[Point-per-instance localization data]
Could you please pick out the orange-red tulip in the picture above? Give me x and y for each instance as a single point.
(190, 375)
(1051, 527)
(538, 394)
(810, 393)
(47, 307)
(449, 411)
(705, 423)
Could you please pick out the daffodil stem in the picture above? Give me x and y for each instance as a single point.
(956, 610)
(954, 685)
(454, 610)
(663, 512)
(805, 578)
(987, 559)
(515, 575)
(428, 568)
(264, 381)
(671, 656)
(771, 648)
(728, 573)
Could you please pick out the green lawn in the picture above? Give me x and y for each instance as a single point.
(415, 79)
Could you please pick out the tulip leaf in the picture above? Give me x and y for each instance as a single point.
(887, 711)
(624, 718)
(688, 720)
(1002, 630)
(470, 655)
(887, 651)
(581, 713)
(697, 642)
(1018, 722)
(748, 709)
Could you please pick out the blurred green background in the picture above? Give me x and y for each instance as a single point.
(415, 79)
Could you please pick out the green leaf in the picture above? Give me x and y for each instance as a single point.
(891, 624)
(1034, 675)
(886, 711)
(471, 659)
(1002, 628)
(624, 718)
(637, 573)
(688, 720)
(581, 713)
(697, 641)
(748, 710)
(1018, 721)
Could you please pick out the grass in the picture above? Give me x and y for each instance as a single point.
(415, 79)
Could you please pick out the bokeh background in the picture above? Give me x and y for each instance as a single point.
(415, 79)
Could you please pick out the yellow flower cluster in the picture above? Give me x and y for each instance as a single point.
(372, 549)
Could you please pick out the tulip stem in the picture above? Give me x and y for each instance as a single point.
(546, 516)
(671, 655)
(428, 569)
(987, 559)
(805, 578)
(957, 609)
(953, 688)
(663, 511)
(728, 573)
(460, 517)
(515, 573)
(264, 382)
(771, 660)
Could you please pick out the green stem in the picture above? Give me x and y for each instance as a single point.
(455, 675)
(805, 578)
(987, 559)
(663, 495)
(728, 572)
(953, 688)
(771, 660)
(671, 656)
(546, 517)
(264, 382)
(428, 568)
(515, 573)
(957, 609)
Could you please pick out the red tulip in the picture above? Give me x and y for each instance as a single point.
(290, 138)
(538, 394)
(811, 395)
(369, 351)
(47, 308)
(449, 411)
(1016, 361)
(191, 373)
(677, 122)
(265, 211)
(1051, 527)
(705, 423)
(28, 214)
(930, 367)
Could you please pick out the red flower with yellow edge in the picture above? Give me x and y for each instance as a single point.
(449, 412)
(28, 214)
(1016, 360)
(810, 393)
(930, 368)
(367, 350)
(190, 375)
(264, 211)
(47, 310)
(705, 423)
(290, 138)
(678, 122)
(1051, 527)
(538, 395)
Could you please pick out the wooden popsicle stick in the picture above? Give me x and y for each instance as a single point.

## Exercise prompt:
Once you reach the line that contains "Could you please pick out the red tulip", print it and every line after it exactly as written, stopping at the last line of the records and adding nothing.

## Result of the task:
Could you please pick out the red tulip in the picture above? Give me x and y for each instance as a single point.
(290, 138)
(538, 394)
(811, 395)
(369, 351)
(47, 308)
(449, 411)
(1016, 361)
(191, 373)
(677, 122)
(265, 211)
(1051, 527)
(705, 423)
(28, 214)
(930, 367)
Could you please pick out the red flower with yellow edge in the picture above? Give me x and y for each instance as a single point.
(449, 412)
(28, 214)
(1016, 360)
(810, 393)
(930, 368)
(367, 350)
(190, 375)
(264, 211)
(47, 310)
(705, 423)
(290, 138)
(678, 122)
(1051, 527)
(538, 395)
Could you please pick out the wooden popsicle stick in the picture above? Give me x and y for each instance as a single point.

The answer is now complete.